Text shown:
>>>>>

Systemic white fly killer?

Birmingham, AL

Does anyone know of a good one?
I have a patio garden, and no water hose, so I can't just spray them off. Neem oil hasn't worked, and now I have an absolute infestation that's killing some of my toughest plants. (Whoever heard of *million bells* dying???)

Olympia, WA(Zone 8b)

LAMCAROLYN,
I am not sure there is a systemic for that, but who knows. If it were me, I'd get out the BIG guns and spray them with something that insures their NON-returning, if you know what I mean, hehehe.


Best;
bluelytes

Celaya, Mexico(Zone 10a)

Soil drench with Bayer Advanced Tree and Shrub Insecticide mixed at 1oz/Gallon of Water. It will take a bit to take effect but will be effective for close to a Year

Fallbrook, CA(Zone 10b)

Iamcarolyn,
What are the whiteflies attacking there? We've had a problem out here the last several years with huge infestations on hibiscus, Rose of Sharon, Perennial morning glories.....really bad. It was mentioned by one of our news people here to use worm castings as mulch 1 inch deep under affected plants. It works. It would probably depend on how many things you're having attacked as to whether that's a viable option for you.
Sherry

Raleigh, NC(Zone 7b)

Marathon is a good systemic, you can get granular and put it around the base of the plants and water in.

Celaya, Mexico(Zone 10a)

The Tree and Shrub Insecticide and Marathon have the same active ingredient called Imadacloprid. The Marathon granules are better for soil application but it usually is prohibitively expensive.

Birmingham, AL

Thanks for the suggestions, y'all! Luckily, I already have some Bayer, I just didn't realize it was okay for using with my regular potted plants.

Sherry, the whiteflies have pretty much gone nuts here. They're going after my tomatoes, potted plants (million bells, fuschias, cigar plant, portulacas), and my petunia baskets. It's getting bad enough that they're *killing* my plants, and you can see the white dots all over the underside of the leaves. It's enough to drive a girl nuts. The annoying part is that all my pots are planted with 1/3 worm castings. I think that kept the aphids away, but not so much on the whiteflies.

<<<<<

Reproduce the part of the whitefly discussion that opens with the words "Does anyone know" and closes with "of *million bells* dying???)".

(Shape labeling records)
>>>>>

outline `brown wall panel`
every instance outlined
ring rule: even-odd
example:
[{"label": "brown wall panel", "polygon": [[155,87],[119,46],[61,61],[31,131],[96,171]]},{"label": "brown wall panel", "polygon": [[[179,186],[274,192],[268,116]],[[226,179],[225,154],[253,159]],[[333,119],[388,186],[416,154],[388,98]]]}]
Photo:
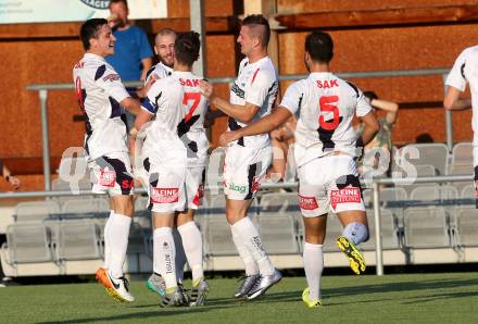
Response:
[{"label": "brown wall panel", "polygon": [[[204,1],[206,16],[229,16],[234,14],[235,0]],[[237,0],[236,0],[237,1]],[[221,3],[221,5],[218,5]],[[189,0],[168,0],[167,16],[171,18],[189,16]]]},{"label": "brown wall panel", "polygon": [[277,0],[280,13],[320,11],[379,10],[392,8],[420,8],[433,5],[478,4],[476,0]]},{"label": "brown wall panel", "polygon": [[[303,64],[306,34],[279,35],[280,74],[306,72]],[[478,29],[474,24],[335,30],[330,34],[335,40],[336,58],[331,63],[335,72],[451,67],[458,53],[478,39]],[[438,104],[443,98],[441,76],[353,82],[363,90],[373,89],[383,99],[406,103],[408,107],[413,102],[436,102],[438,109],[401,111],[393,134],[395,142],[414,142],[417,134],[425,130],[436,141],[445,140],[443,110]],[[281,90],[284,92],[285,87]],[[417,115],[422,116],[419,123],[415,121]],[[469,113],[456,114],[454,140],[471,138],[469,121],[466,119],[469,119]],[[457,124],[465,124],[465,127],[457,127]]]}]

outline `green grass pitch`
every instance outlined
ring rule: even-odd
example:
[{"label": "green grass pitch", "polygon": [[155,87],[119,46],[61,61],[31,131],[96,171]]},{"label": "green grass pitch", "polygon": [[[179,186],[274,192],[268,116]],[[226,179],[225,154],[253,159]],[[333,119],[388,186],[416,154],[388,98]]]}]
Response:
[{"label": "green grass pitch", "polygon": [[[186,283],[187,286],[189,283]],[[97,284],[0,288],[0,323],[478,323],[478,274],[325,276],[323,303],[306,309],[303,277],[286,277],[256,301],[230,296],[236,279],[211,279],[207,303],[161,309],[141,282],[134,303]]]}]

<<<<<

Solution for this problem:
Does anyone know of a good one?
I have a patio garden, and no water hose, so I can't just spray them off. Neem oil hasn't worked, and now I have an absolute infestation that's killing some of my toughest plants. (Whoever heard of *million bells* dying???)